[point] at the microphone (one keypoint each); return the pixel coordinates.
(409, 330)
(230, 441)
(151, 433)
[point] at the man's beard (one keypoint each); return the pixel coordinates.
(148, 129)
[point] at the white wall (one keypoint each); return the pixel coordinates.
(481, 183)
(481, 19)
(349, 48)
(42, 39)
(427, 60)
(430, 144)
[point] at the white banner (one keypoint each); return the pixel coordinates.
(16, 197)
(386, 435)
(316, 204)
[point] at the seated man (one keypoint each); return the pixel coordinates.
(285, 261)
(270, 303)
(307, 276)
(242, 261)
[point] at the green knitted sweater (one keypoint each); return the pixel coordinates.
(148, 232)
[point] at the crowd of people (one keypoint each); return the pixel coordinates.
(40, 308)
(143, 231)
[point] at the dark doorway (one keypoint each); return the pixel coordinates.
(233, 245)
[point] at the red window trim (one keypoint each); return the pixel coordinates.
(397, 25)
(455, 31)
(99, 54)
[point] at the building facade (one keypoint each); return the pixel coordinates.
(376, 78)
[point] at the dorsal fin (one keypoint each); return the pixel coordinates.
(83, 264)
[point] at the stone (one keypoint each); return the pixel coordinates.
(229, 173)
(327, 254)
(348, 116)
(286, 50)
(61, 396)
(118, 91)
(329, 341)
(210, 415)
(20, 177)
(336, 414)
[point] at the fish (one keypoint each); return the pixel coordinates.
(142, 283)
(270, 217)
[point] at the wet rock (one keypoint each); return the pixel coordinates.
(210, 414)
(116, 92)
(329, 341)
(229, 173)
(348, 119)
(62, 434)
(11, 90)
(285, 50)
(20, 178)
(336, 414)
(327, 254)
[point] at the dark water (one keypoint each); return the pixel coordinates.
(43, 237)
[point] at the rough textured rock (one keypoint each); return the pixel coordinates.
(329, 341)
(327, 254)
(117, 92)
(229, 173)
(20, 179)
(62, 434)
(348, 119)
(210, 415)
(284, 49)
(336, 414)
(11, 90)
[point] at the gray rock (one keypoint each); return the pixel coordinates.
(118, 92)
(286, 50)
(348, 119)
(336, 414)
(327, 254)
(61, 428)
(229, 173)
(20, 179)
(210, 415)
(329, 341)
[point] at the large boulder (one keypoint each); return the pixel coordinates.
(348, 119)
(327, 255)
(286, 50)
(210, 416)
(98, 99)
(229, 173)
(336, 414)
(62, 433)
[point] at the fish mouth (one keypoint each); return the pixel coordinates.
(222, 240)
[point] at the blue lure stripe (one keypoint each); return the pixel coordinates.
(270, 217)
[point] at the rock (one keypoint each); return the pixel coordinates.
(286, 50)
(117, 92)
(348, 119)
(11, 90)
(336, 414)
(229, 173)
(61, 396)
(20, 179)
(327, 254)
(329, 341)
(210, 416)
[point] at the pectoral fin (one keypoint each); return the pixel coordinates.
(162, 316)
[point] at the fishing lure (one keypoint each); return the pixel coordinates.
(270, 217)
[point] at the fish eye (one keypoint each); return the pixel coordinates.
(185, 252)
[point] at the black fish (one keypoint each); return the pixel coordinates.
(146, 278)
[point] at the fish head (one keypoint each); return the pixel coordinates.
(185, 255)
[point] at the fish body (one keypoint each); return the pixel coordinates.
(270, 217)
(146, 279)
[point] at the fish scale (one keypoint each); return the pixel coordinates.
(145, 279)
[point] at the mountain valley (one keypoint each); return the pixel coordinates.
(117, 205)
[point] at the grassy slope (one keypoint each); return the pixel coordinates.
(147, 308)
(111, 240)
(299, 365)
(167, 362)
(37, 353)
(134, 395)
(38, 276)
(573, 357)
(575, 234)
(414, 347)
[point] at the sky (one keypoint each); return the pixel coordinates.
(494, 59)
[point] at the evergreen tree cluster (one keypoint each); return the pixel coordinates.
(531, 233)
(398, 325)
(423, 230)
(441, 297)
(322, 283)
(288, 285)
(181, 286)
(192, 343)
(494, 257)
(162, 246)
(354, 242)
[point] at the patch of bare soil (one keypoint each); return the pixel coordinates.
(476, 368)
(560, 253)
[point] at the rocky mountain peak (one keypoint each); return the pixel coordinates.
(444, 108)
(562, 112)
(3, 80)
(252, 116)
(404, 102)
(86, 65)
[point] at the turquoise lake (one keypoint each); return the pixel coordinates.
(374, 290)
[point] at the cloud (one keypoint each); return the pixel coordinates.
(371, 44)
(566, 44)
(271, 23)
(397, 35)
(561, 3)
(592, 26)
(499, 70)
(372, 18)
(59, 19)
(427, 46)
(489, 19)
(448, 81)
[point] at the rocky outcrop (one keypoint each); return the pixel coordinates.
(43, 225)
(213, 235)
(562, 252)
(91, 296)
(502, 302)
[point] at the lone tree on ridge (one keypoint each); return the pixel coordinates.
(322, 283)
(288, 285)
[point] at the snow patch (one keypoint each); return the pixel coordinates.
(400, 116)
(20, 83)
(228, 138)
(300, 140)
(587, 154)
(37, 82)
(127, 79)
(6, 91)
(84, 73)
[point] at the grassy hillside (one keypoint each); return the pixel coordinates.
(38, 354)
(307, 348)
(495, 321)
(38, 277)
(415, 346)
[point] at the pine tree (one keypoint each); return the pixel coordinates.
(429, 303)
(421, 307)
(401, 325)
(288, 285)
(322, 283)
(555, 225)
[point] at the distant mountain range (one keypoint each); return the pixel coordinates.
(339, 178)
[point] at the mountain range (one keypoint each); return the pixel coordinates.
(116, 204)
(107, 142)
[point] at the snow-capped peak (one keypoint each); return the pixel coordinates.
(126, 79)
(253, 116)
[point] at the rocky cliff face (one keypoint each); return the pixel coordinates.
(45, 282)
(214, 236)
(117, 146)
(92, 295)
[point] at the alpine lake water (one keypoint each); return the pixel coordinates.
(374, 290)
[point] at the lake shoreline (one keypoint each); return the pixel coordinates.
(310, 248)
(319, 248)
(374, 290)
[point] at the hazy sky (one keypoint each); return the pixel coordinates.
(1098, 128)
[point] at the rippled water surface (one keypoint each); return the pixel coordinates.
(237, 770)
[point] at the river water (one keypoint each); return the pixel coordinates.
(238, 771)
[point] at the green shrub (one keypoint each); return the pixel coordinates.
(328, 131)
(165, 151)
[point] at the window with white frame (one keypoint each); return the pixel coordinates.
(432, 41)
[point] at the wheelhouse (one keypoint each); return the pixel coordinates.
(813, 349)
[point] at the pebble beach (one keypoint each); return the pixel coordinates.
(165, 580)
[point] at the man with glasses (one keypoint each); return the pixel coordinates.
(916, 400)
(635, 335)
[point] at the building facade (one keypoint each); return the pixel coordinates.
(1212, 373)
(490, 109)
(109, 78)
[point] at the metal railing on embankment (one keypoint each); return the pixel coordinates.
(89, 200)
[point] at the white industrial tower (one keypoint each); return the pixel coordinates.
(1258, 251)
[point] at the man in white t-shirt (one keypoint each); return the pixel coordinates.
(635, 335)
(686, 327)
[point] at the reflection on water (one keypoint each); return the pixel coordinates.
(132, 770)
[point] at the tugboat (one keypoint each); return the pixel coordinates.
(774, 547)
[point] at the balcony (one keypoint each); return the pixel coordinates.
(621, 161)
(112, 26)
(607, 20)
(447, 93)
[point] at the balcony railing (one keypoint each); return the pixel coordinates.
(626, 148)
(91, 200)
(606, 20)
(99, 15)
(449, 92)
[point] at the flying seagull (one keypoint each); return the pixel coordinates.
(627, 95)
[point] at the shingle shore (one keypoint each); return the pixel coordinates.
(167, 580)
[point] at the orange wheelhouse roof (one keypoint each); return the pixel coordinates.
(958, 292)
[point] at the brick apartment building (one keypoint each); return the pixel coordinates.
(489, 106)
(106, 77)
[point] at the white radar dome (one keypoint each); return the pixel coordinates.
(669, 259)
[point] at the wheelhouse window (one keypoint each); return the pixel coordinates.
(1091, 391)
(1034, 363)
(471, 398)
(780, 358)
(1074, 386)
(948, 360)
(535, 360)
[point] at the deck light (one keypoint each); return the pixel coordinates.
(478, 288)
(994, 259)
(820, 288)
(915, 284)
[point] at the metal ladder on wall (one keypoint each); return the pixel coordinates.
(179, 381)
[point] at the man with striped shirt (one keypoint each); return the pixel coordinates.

◇ ◇ ◇

> _WHAT THIS TASK INVOLVES_: Retype word for word the lines running from the line containing "[point] at the flying" to the end of the listing, and only those.

> _SOLUTION TO THIS EXERCISE_:
[point] at the flying seagull (one keypoint each); return the pixel coordinates.
(627, 95)
[point] at the shingle shore (one keypoint each); return the pixel coordinates.
(167, 580)
[point] at the orange wheelhouse roof (one keypoint each); return the pixel coordinates.
(958, 292)
[point] at the brick apartment building (one keypoint each); return the pixel coordinates.
(489, 106)
(106, 77)
[point] at the white radar dome (one keypoint each); return the pixel coordinates.
(669, 259)
[point] at the wheelhouse window (one keypoint each); return the pixel coordinates.
(1091, 391)
(1034, 363)
(471, 398)
(780, 358)
(1074, 386)
(948, 360)
(535, 360)
[point] at the deck light (one keypoint each); return the pixel coordinates.
(478, 288)
(994, 259)
(820, 288)
(915, 284)
[point] at the metal ladder on wall (one keypoint each); return the pixel coordinates.
(179, 381)
[point] at the man with striped shirt (one keypoint each); return the pixel coordinates.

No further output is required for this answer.